Pointing and labeling entries:
## BEGIN
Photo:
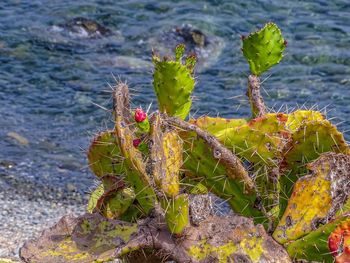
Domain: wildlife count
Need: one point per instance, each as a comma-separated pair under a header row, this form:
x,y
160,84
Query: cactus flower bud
x,y
136,142
339,243
140,115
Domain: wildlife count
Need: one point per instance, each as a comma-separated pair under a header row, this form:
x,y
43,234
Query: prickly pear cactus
x,y
164,166
263,48
288,172
316,197
104,155
323,244
173,83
## END
→ What is asked
Reproduce the records with "wildlife count" replaced by "plant survey" wherever it occurs, leaving everything else unchanged. Leave the pictures out.

→ Task response
Photo:
Domain: plant survey
Need: one point per instance, each as a comma-separated pair under a header row, this form:
x,y
160,84
Query: cactus flower bud
x,y
136,142
339,243
140,115
Domain: plant survey
Need: one point per instance, each as a comma-separated pair under a header row, this form:
x,y
43,234
Query: prickly pear cactus
x,y
164,166
263,48
288,172
316,197
104,155
323,244
173,83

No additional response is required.